### Исходный текст
При независимой Украине создалось Всеукраинское Братство ОУН-УПА, и я уже несколько лет являюсь председателем Краевой Управы Братства ОУН-УПА Карпатского края, но хочу это дело бросать — уже не те силы. Такова краткая история моей жизни, а чтобы рассказать все, нужно, как говорится, «сорок дней и сорок ночей».
А.И. — Хотел бы задать еще несколько вопросов. Вам приходилось воевать с «истребительными батальонами»?
Ф.В. — Нет, «стрибков» я не видел. Они боялись нас, сразу бежали. Кого мы видели, так это дивизионников — солдат дивизии «Галичина». Мы с ними не враждовали, но были случаи, когда они нас обстреливали.
А.И. — Ошибочно или намеренно?

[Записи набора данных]
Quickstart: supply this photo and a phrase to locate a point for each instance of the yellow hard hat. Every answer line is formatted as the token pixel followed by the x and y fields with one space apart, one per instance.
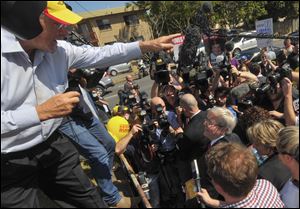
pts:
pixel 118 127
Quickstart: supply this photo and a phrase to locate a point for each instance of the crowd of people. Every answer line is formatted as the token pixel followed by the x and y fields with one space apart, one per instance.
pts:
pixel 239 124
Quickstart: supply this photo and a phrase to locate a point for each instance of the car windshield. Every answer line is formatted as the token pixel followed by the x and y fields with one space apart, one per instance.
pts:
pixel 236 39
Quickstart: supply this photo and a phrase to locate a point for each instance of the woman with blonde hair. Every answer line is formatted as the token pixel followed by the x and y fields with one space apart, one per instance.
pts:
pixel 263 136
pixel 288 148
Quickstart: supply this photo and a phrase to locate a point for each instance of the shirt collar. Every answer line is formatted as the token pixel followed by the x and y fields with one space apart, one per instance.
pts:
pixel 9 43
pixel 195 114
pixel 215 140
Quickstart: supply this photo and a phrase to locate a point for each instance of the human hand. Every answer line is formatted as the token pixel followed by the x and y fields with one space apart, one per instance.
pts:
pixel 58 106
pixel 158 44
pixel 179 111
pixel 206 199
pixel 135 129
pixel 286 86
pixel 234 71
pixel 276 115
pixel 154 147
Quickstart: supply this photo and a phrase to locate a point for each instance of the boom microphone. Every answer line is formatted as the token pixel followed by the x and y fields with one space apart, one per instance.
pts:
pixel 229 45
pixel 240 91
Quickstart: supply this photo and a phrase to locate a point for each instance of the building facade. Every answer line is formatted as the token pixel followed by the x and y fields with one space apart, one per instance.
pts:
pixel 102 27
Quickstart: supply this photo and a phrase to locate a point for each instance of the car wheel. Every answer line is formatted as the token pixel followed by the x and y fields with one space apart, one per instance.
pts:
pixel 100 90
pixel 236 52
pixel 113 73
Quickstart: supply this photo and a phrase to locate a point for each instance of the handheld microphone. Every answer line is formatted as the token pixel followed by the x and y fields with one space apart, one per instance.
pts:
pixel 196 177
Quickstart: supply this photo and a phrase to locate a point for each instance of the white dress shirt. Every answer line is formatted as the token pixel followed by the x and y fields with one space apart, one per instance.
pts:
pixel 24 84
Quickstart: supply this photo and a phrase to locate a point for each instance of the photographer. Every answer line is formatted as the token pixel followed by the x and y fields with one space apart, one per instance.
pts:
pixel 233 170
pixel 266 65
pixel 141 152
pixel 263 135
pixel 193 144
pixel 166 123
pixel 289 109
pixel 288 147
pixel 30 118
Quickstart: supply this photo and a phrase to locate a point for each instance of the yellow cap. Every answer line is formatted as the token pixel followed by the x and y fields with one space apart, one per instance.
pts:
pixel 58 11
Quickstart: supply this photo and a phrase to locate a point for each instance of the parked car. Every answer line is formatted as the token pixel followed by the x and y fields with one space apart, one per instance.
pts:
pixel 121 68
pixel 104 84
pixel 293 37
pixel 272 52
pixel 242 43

### Что нужно сделать
(A) Назовите все организации и воинские формирования, упомянутые в отрывке интервью.
(B) Какую должность, согласно отрывку интервью, уже несколько лет занимает собеседник, обозначенный как Ф.В.?
Перечень никак не связан с отрывком интервью.

### Решения по заданиям
(A) Всеукраинское Братство ОУН-УПА; Краевая Управа Братства ОУН-УПА Карпатского края; «истребительные батальоны» («стрибки»); дивизия «Галичина».

(B) Председатель Краевой Управы Братства ОУН-УПА Карпатского края.